- [What this task involves]:
Rewrite only the lines starting at the one containing "Agent step — locate the jet" and ending at the last line of the records, requests included. Scale every box coordinate in the answers by 1.95 and round each to a whole number, with halves rounded up.

[Records from a collection]
========================

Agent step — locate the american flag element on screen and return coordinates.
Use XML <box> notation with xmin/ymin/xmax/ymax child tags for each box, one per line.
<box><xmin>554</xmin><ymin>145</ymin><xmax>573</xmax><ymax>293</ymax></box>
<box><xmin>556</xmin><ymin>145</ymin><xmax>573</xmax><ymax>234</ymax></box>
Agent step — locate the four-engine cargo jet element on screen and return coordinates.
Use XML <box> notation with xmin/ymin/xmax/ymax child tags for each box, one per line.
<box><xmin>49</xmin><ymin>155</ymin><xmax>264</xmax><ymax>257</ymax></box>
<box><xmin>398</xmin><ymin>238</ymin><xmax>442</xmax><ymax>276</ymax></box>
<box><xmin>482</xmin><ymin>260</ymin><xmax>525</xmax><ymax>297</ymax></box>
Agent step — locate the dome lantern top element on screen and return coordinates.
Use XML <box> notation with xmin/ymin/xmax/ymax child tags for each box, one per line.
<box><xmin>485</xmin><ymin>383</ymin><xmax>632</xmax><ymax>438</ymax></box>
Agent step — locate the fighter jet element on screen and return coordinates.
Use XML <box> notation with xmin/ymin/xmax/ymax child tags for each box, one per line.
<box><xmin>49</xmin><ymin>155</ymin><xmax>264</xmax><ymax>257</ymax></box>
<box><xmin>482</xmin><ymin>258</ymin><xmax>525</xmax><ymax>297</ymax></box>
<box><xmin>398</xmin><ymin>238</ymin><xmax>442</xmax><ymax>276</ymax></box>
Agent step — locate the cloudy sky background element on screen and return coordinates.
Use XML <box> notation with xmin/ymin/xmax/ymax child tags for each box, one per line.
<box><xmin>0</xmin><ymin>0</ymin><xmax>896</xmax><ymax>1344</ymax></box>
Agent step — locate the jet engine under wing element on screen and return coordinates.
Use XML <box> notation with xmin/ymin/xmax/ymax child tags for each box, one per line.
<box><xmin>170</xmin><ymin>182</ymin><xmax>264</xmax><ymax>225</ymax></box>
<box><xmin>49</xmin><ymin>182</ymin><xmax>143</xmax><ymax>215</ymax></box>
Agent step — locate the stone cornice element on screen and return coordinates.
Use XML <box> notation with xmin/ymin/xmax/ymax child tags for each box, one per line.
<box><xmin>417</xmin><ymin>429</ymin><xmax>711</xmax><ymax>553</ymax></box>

========================

- [Answer to the problem]:
Agent step — locate the jet engine under wing element on screen and return coordinates.
Use XML <box> notation with xmin/ymin/xmax/ymax child tags for each box, one per line.
<box><xmin>332</xmin><ymin>355</ymin><xmax>515</xmax><ymax>439</ymax></box>
<box><xmin>96</xmin><ymin>355</ymin><xmax>279</xmax><ymax>419</ymax></box>
Agent step — locate the stone cornice element on screen and return coordinates.
Use XML <box> notation with xmin/ymin/xmax/ymax child tags for each box, one per line.
<box><xmin>813</xmin><ymin>837</ymin><xmax>1386</xmax><ymax>1078</ymax></box>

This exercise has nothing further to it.